### Work order A:
Rewrite the passage on biophilic design, everything from "Biophilic design makes" down to "design is easy.", substituting "daunting" for "intimidating".
### Work order B:
Decide whether each statement agrees with the passage on biophilic design, answering yes or no and quoting the deciding words: (i) Villa Igea takes its name from the Greek goddess of health. (ii) The villa's architect is from Rome. (iii) Jute is named as one of the woven natural fabrics to consider.

Biophilic design has emerged as one of the most beneficial interior decor trends. Our need for nature’s healing abilities has never been greater than it is now, and biophilic design aims to harness this power in our personal and professional spaces. Biophilic Interiors can be fulfilled by using more of ecofriendly and organic décor products at home. And Biophilic Furniture ideas can be a highlight as without furniture one cannot call it as a home.
Buildings and homes with a green philosophy at the core have gained traction in recent years. Villa Igea, a modern oceanfront villa in Porto Rotondo, is named after Hygieia, Greek goddess of health. Acclaimed Milanese architect Gianni Gamondi designed this property to blend seamlessly with Sardinia’s lush Mediterranean scenery along the Emerald Coast. Wide windows and spacious interiors provide abundant natural light and fresh air to this property.
Biophilic design makes use of air, light, and natural materials like wood, marble, stone, etc. to satisfy our innate desire to feel a part of the natural world. It might sound intimidating but incorporating natural elements into your interior design is easy.
You can start by switching up your furniture with biophilic alternatives. Here are 3 ways in which you can bring biophilic furniture ideas into your home:
Embrace Natural Materials
Biophilic design is all about incorporating natural materials into your home’s decor and furnishings, as well as the paints and varnishes used to finish it all. Biophilic furniture can be as simple as a hardwood work desk, marble-topped coffee table, or wool rugs.
Untreated woods complemented by lush plants will give your home a more natural feel than finished and produced wood. Both treatments will offer visual richness and dimension to your space, but the former gives a more rustic feel. Don’t limit yourself to wood though; consider stone (granite, concrete, marble) and woven natural fabrics like wool, jute, and cotton.
In contrast to the monotony of human-made materials, natural elements bring visual complexity and a unique aesthetic into your space. The visual appeal stimulates your brain by giving it more to munch on.

### Input data:

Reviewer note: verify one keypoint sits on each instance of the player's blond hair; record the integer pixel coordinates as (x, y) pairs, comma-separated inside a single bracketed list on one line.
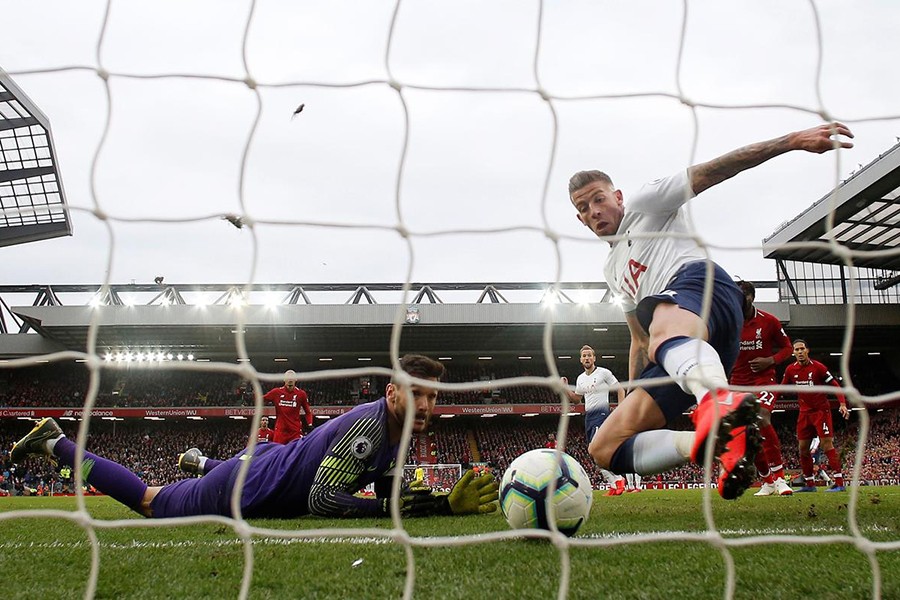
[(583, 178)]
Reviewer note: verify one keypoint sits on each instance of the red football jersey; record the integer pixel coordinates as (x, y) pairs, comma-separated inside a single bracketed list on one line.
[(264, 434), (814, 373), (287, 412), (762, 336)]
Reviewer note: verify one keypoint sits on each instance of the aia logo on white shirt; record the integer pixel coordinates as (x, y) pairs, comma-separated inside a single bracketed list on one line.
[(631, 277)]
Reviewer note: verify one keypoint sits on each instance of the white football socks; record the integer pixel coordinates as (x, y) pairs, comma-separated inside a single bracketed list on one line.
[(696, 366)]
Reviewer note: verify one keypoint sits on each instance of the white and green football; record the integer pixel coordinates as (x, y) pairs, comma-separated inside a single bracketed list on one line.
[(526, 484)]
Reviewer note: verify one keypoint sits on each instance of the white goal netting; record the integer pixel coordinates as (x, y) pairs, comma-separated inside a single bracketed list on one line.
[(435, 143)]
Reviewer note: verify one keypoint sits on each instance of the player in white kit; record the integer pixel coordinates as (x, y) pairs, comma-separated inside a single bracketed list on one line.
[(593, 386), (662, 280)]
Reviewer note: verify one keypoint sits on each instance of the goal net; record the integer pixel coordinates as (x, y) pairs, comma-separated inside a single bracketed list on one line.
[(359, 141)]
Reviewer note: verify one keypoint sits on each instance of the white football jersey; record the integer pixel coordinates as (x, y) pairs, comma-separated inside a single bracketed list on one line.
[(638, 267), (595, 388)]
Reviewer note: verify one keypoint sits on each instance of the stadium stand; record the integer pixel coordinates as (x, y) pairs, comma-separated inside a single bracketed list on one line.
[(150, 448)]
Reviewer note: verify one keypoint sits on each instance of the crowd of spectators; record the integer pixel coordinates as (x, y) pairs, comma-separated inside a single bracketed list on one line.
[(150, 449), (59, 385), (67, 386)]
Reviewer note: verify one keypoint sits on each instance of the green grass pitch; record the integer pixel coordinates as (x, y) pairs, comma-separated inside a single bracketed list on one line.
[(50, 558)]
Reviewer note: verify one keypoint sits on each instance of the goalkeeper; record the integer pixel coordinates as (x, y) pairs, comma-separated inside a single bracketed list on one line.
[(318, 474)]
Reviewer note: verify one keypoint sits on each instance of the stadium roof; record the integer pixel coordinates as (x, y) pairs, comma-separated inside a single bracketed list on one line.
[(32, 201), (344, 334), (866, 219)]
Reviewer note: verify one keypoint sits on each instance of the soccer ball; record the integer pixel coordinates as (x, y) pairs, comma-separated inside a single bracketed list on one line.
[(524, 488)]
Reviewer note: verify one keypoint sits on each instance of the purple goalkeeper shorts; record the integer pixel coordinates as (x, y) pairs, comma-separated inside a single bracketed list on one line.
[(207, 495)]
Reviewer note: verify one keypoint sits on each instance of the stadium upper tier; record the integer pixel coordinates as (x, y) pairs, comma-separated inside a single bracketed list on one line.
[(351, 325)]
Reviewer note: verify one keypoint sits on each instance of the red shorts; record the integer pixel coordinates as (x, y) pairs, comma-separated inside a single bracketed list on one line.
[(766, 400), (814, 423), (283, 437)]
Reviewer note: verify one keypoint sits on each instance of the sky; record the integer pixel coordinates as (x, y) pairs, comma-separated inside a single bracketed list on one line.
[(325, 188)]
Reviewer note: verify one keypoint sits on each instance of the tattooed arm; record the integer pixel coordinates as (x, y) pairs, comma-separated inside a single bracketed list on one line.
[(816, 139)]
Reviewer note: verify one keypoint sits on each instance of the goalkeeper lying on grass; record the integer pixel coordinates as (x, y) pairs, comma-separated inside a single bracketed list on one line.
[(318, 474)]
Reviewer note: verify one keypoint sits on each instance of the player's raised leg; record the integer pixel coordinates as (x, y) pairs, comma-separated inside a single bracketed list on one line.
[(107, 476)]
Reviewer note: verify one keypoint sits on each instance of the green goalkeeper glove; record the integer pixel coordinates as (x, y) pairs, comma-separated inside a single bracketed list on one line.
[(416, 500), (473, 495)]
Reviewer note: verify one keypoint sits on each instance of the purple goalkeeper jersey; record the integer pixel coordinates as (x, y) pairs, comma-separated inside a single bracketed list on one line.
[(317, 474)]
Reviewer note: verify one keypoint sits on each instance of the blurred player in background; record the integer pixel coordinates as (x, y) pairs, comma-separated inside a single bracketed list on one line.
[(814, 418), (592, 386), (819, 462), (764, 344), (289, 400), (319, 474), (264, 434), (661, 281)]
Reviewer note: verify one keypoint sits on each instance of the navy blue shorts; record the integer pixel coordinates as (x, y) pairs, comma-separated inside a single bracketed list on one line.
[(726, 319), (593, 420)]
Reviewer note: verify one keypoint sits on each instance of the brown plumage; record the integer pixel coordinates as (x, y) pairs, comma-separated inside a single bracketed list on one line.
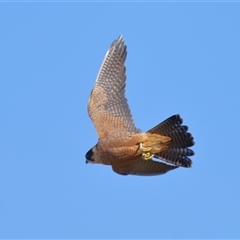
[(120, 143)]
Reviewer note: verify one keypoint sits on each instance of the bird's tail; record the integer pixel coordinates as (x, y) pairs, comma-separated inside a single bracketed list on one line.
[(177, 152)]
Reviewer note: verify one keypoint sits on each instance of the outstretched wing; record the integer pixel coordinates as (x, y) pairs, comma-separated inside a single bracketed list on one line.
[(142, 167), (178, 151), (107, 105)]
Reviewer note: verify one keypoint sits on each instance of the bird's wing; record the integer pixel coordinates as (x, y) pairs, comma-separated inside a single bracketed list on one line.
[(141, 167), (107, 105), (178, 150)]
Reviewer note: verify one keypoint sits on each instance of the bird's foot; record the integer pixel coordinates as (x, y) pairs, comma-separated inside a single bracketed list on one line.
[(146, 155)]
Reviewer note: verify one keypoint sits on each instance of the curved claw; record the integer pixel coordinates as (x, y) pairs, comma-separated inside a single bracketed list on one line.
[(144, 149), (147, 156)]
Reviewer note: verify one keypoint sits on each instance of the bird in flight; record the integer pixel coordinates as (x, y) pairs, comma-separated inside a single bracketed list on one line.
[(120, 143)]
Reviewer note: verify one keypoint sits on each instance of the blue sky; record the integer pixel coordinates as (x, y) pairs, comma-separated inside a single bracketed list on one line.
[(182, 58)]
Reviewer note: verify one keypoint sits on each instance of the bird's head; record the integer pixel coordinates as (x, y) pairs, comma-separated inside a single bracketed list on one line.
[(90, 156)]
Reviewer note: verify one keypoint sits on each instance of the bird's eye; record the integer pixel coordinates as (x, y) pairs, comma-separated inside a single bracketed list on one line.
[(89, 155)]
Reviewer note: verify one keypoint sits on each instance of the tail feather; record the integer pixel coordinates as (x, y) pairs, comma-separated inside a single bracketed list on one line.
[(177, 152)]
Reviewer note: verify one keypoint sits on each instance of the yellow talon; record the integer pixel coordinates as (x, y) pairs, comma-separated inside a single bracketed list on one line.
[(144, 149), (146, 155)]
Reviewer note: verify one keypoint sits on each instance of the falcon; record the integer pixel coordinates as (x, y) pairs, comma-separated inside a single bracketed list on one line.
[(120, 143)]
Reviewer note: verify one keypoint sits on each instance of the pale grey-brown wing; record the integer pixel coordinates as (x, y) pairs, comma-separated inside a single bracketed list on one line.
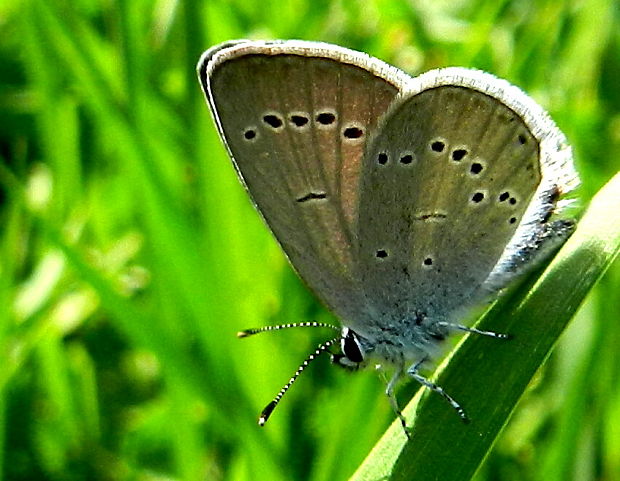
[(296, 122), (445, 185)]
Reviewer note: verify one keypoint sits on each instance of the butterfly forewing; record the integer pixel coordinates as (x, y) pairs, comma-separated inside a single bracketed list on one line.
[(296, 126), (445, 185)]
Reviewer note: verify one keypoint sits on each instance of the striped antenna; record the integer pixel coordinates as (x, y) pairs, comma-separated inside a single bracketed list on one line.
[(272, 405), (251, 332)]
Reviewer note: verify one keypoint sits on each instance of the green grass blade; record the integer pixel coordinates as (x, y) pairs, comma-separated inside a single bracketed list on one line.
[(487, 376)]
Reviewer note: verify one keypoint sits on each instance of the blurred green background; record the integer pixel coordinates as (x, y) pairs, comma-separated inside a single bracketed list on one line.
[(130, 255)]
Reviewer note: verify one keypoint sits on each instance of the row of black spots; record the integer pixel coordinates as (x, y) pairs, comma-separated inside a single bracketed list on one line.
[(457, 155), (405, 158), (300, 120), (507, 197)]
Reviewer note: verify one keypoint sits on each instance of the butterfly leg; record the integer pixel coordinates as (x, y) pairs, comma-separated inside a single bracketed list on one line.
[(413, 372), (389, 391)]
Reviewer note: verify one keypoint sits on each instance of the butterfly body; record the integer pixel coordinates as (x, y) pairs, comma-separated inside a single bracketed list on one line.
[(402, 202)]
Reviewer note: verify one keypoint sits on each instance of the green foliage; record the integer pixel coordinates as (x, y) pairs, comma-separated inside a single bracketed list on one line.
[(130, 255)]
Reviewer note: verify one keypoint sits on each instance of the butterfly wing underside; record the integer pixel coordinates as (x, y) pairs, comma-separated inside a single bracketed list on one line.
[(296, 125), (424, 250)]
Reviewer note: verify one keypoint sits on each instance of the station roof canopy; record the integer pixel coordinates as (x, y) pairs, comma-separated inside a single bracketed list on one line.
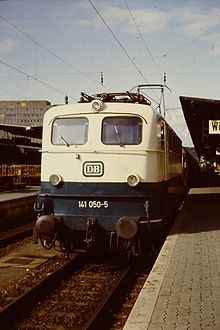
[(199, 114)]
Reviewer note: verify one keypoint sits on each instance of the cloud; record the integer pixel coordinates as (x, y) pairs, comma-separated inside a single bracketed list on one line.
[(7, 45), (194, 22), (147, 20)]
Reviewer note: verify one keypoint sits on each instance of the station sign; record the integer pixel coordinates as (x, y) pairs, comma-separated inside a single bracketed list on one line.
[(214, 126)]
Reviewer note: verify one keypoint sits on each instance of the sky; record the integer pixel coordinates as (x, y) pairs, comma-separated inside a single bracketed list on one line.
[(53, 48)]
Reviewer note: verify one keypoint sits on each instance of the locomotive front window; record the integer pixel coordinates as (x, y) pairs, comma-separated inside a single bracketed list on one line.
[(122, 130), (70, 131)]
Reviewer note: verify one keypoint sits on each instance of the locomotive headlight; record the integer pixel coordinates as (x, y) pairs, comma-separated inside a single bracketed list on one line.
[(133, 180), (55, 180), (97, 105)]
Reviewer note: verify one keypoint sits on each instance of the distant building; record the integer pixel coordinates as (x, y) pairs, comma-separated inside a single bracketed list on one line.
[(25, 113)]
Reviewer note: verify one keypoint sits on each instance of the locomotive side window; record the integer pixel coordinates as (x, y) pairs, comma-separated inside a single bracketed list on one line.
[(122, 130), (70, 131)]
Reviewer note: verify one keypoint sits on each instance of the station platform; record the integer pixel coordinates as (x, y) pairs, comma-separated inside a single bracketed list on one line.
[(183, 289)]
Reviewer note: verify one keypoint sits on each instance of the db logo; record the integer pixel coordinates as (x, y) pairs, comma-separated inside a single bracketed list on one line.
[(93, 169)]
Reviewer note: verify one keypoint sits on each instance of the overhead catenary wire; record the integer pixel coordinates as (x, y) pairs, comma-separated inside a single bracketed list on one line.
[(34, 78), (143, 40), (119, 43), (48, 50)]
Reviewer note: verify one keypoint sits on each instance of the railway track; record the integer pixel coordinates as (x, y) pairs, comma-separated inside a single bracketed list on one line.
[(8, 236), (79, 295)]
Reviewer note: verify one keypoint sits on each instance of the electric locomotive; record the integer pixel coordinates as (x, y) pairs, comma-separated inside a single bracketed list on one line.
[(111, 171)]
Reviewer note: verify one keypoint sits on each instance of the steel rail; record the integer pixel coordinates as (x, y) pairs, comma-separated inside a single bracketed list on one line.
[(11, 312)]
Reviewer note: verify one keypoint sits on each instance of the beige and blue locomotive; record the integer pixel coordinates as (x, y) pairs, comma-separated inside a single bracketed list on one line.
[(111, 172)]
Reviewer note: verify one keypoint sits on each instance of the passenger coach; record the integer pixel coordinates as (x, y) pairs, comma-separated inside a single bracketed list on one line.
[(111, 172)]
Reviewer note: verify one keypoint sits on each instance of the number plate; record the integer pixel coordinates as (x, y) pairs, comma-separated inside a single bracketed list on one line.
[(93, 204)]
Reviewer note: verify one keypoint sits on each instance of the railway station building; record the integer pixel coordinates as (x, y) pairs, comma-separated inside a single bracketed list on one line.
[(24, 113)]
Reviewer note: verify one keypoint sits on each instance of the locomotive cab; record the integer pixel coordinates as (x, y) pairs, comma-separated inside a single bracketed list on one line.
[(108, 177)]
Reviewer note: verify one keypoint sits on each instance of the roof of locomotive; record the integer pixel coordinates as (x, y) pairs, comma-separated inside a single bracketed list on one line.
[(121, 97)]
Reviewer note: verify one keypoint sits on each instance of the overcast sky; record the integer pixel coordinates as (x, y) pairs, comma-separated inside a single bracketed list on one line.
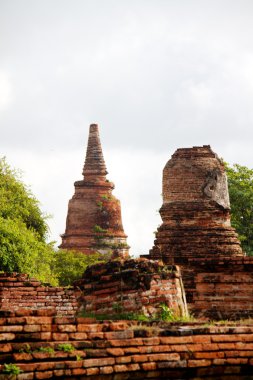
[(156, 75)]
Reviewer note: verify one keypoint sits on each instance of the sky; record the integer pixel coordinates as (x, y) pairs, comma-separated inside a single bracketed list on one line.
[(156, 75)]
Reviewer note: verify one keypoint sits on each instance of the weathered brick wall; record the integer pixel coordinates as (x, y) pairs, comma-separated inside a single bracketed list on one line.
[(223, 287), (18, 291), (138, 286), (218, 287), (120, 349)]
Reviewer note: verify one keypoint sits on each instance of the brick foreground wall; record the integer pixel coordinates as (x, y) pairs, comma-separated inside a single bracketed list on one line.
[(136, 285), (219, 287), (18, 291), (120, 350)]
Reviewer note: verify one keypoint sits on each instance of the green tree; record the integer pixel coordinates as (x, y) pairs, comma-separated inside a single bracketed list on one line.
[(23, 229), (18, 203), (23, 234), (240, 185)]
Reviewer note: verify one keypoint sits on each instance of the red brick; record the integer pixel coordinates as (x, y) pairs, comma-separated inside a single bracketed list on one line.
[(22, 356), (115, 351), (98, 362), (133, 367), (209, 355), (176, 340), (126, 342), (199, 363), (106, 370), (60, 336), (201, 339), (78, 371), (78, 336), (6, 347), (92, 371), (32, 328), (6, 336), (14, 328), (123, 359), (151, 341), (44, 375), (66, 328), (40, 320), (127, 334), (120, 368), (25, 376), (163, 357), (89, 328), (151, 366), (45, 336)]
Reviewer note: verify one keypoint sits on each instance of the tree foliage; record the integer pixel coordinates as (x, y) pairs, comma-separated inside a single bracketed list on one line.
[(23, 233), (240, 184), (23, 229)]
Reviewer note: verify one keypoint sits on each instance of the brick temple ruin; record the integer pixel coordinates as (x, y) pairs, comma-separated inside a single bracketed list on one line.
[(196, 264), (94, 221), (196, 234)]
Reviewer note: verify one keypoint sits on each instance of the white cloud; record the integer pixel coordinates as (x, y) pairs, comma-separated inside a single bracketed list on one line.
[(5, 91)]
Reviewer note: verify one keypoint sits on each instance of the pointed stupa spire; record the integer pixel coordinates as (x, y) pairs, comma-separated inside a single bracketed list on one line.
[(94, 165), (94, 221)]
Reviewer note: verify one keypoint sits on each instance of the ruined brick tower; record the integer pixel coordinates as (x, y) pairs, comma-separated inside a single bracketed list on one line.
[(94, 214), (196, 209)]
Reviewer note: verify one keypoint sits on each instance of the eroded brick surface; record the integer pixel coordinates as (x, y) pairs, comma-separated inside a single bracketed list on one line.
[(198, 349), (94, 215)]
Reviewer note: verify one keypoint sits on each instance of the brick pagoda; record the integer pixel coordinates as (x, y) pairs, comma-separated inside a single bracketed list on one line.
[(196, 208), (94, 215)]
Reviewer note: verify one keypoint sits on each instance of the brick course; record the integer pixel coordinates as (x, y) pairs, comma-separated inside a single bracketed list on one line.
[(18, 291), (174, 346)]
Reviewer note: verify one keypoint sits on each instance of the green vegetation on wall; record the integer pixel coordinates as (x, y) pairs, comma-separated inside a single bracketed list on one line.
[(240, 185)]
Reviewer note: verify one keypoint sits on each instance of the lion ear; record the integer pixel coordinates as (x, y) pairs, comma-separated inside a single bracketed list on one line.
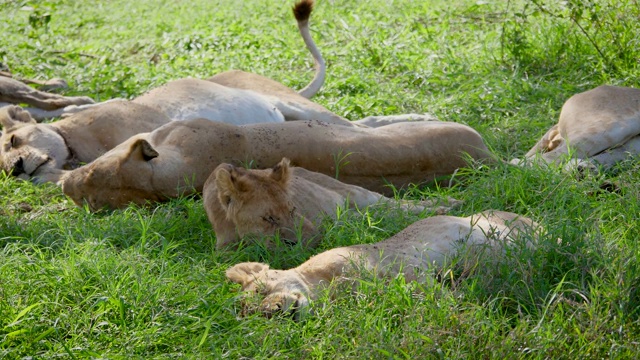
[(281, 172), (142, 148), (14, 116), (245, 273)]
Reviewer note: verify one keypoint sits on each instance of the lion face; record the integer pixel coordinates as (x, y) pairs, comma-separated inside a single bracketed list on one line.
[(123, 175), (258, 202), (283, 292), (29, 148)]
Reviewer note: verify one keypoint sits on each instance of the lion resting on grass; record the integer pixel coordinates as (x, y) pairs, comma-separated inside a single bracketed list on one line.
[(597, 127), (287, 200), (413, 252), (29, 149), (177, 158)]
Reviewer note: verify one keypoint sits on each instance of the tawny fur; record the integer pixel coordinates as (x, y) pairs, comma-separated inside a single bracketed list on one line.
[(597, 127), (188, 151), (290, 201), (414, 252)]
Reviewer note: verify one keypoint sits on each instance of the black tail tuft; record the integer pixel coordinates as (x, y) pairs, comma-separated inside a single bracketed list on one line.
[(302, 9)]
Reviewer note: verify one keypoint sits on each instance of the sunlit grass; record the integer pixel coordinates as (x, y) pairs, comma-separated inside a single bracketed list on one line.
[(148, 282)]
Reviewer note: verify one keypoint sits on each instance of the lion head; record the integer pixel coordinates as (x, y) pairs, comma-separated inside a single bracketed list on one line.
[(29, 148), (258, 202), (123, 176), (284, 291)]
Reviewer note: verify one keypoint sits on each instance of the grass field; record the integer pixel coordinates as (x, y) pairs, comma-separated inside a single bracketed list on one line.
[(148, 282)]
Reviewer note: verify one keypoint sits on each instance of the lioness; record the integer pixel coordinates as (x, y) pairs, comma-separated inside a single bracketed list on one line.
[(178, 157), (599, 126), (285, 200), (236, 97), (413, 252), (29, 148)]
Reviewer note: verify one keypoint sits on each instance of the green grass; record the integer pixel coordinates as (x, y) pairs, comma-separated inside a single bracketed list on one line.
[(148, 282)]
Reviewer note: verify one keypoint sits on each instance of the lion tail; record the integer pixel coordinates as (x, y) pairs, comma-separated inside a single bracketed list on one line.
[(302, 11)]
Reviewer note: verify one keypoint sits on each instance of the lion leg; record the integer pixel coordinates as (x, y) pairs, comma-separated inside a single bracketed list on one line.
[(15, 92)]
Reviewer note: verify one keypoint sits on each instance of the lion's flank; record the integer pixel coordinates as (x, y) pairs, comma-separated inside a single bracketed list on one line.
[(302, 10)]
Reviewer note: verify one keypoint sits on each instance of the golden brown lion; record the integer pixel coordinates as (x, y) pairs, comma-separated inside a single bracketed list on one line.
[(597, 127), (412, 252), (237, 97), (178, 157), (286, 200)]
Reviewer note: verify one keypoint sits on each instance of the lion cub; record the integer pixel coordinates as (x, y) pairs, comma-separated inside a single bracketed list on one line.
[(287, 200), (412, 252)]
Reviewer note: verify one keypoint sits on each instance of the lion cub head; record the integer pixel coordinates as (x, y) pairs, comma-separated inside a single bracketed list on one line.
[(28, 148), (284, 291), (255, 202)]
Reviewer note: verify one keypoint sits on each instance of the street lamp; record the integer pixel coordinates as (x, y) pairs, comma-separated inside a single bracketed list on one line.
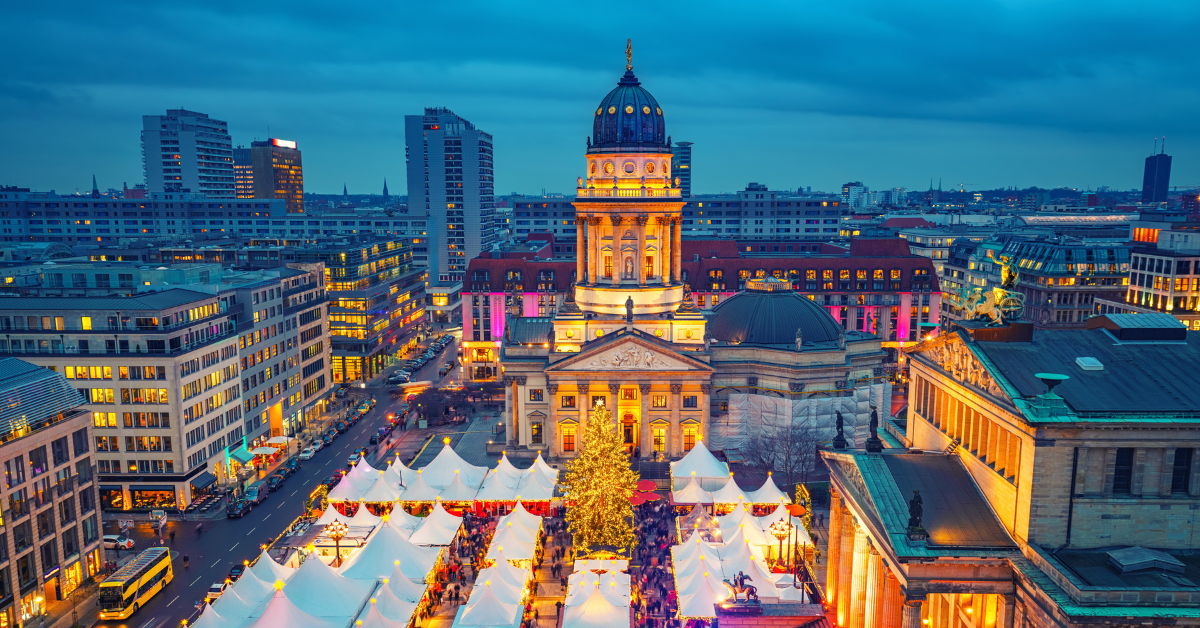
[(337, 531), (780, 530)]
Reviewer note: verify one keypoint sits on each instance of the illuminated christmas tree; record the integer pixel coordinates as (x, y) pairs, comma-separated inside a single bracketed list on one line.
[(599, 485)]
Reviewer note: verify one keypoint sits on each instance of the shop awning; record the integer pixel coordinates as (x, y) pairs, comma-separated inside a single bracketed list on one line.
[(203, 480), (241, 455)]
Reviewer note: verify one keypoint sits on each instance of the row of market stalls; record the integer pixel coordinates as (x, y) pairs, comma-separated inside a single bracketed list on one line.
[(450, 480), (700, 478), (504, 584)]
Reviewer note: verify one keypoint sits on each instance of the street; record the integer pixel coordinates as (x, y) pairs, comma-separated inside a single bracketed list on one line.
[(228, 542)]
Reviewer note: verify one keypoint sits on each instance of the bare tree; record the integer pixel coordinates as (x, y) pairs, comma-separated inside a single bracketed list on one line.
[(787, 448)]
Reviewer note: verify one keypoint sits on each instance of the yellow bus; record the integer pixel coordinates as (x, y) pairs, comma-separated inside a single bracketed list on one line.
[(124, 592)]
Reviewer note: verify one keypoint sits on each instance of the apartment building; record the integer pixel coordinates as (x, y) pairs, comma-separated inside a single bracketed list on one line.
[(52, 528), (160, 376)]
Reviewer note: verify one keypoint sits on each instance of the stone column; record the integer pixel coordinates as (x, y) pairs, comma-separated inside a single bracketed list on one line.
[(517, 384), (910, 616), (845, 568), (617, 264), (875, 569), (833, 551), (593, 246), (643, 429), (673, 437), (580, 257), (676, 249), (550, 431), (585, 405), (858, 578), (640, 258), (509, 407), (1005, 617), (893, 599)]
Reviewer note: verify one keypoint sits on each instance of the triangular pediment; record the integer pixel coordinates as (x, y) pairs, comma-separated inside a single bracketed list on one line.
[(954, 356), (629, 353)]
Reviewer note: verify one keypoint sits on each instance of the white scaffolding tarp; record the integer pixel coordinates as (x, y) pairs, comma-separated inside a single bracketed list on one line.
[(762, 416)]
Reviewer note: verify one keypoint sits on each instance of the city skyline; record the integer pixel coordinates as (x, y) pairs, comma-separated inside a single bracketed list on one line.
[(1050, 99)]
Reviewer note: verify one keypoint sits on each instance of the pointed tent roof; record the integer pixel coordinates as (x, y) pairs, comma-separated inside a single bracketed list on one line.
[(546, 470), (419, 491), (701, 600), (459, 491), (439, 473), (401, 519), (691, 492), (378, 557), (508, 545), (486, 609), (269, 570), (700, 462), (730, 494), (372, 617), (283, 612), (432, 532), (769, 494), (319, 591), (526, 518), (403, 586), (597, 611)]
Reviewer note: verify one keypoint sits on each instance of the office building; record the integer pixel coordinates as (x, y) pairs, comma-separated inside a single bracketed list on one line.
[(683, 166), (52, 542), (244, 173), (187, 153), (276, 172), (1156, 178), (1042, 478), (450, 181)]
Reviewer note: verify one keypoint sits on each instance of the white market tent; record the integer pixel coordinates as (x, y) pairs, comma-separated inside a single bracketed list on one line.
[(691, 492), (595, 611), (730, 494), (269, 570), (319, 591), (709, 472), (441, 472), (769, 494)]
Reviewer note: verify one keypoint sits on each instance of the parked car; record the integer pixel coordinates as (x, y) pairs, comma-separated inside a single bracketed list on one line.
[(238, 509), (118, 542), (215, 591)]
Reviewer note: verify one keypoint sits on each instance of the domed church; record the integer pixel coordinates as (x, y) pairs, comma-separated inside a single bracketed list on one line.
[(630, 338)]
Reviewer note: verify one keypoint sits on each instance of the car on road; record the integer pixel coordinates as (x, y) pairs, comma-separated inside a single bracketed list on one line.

### Expected output A:
Biophilic design makes use of air, light, and natural materials like wood, marble, stone, etc. to satisfy our innate desire to feel a part of the natural world. It might sound daunting but incorporating natural elements into your interior design is easy.

### Expected output B:
(i) Yes: "is named after Hygieia, Greek goddess of health"
(ii) No: "Acclaimed Milanese architect Gianni Gamondi"
(iii) Yes: "woven natural fabrics like wool, jute, and cotton"